## EXCERPT TO READ

- DVD cover
- Directed by: Thomas Haden Church
- Written by: Thomas Haden Church David Denney
- Produced by: Paul Brooks Ed Cathell III David Denney
- Starring: James Roday Rodriguez Sam Huntington Ryan McDow Jay Paulson Charlie Finn Rip Torn
- Cinematography: Nathan Hope
- Edited by: Sandra Adair
- Music by: Anthony Marinelli
- Release date: January 24, 2003;
- Running time: 89 minutes
- Country: United States
- Language: English

= Rolling Kansas =

2003 American comedy film

Rolling Kansas is a 2003 independent film directed by Thomas Haden Church, and written by Church and David Denney.

==Plot==
5 men (a T-shirt salesman, his two brothers, a large narcoleptic nursing student, and a dim-witted gas station attendant) embark on a journey to find a secret government marijuana field in Kansas that was discovered on a map that three of the young men's parents left for them (known as the Hippies Murphy). On the way, they encounter cops, crazy geese, strippers, and a crazy old man played by Rip Torn.

## INFORMATION PROVIDED
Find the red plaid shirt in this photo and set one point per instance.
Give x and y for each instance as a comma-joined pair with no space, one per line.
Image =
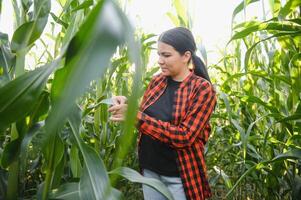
188,132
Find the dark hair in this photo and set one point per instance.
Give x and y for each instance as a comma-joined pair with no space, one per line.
181,39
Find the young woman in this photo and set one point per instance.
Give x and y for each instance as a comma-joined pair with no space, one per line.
173,120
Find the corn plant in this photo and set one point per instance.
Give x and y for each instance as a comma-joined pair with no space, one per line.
54,130
257,122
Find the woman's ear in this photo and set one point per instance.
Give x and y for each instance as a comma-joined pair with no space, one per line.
187,57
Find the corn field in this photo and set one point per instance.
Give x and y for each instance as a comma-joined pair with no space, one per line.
56,141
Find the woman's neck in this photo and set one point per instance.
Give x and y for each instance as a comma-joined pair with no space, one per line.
181,76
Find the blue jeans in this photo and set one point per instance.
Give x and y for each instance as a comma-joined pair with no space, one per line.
174,184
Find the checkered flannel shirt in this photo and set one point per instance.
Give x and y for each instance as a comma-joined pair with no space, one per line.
194,102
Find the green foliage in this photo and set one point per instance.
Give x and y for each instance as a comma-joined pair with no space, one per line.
257,122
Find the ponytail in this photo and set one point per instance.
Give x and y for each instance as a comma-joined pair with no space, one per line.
200,68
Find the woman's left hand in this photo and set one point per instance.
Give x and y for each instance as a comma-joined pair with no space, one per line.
118,112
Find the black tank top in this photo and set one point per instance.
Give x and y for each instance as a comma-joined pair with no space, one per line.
155,155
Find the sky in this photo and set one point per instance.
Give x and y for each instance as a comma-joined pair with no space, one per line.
211,24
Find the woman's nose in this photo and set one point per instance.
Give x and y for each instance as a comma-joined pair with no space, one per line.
160,61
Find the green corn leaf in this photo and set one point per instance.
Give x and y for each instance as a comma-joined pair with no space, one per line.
289,7
87,58
19,96
135,177
67,191
6,57
94,182
293,154
267,26
85,4
29,32
241,6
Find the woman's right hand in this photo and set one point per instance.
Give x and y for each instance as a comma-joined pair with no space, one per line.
118,109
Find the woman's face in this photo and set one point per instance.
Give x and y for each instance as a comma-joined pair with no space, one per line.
172,63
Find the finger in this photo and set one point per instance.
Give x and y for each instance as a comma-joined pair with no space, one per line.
118,115
122,99
116,119
115,108
115,101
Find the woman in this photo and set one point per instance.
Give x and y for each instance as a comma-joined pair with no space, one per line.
174,119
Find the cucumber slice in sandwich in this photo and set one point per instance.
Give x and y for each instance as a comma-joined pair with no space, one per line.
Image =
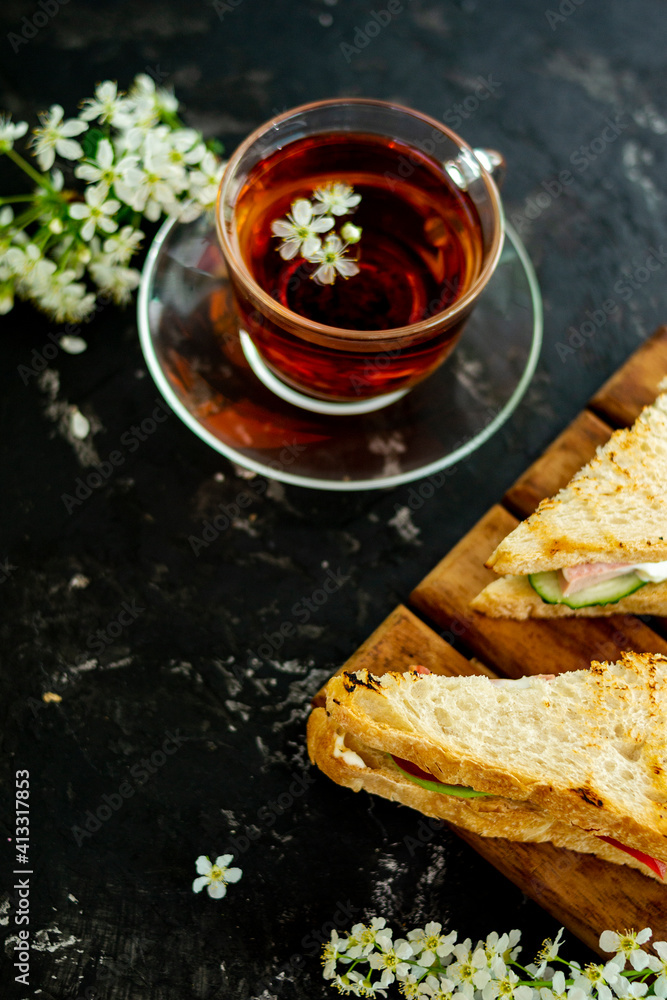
431,783
547,585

## GOALS
(a) In the Rolling Kansas film text, who edited the film?
(b) Please explain, using the Rolling Kansas film text, how the men learn about the marijuana field they set out to find.
(c) Write what comes after the last sentence of the Rolling Kansas film text.
The records aren't needed for this work.

## RESPONSES TO THE EXERCISE
(a) Sandra Adair edited the film.

(b) They learn about it from a map that the parents of three of the young men left for them. Those parents are known as the Hippies Murphy.

(c)
==Cast==
- James Roday Rodriguez as Dick Murphy
- Sam Huntington as Dinkadoo Murphy
- Jay Paulson as Dave Murphy
- Charlie Finn as Kevin Haub
- Ryan McDow as Hunter Bullette
- Rip Torn as Oldman
- Lisa Marie Newmyer as Satin
- Mia Zottoli as Cheyenne

==Production==
The film was shot in Lockhart, Texas.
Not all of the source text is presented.